Quote only the lines from the top of the listing below down to and including the line with "Target: dark brown snake".

- Opening Delimiter -

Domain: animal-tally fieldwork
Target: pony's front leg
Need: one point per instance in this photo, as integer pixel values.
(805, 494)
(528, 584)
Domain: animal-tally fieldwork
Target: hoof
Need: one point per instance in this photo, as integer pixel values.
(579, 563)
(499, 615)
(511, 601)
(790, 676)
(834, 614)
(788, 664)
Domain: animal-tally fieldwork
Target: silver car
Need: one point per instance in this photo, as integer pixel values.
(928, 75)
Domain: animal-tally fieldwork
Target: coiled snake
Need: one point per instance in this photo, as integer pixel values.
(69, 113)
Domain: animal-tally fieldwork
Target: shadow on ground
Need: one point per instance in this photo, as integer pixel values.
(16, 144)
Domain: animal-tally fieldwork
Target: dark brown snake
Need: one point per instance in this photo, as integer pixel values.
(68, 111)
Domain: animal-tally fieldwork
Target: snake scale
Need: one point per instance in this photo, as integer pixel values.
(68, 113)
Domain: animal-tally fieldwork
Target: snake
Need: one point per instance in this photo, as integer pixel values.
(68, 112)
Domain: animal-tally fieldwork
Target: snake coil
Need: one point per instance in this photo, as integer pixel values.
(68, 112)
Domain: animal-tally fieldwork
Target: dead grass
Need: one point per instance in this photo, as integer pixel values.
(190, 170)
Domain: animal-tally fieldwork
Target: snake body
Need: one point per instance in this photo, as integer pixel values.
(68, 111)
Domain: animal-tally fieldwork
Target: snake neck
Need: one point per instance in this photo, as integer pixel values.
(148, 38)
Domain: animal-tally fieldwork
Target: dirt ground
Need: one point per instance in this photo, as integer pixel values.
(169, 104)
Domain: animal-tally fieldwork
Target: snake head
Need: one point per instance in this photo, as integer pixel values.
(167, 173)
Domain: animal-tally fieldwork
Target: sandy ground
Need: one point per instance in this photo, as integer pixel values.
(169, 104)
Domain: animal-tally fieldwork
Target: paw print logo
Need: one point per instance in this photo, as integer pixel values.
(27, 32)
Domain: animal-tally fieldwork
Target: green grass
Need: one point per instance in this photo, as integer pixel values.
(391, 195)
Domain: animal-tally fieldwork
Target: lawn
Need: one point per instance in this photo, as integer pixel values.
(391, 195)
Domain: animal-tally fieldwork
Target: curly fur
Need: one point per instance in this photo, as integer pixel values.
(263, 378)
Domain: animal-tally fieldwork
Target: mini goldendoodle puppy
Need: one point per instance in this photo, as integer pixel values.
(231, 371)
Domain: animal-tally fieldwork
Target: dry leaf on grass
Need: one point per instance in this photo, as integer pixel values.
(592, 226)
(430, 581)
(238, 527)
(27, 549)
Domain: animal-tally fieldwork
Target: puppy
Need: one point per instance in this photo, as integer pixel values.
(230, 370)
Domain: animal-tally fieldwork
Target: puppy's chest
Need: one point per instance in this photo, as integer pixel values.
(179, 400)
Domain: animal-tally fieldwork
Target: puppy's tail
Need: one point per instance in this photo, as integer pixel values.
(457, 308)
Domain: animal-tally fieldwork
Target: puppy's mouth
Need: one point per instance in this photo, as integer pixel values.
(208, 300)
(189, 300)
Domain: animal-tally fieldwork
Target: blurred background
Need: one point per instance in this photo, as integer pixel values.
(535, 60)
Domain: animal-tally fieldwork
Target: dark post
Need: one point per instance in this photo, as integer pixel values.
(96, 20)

- Closing Delimiter -

REPLY TO THE EXERCISE |
Domain: animal-tally fieldwork
Target: pony's front leg
Need: one point per instance in this photo, as integer pixel values.
(805, 494)
(528, 584)
Domain: animal-tally fieldwork
Target: hoof
Need: one point per instance in this photo, as integer pixel values.
(579, 563)
(499, 615)
(511, 601)
(790, 676)
(834, 614)
(788, 664)
Domain: animal-tally fieldwork
Target: silver car
Need: one point per instance in this photo, as integer pixel values.
(928, 75)
Domain: animal-tally fieldwork
Target: coiled snake
Need: one point per instance in this photo, as integer pixel values.
(69, 113)
Domain: animal-tally fieldwork
Target: shadow on ground
Need: one point per instance in this photo, as integer pixel values.
(16, 144)
Domain: animal-tally fieldwork
Target: dark brown snake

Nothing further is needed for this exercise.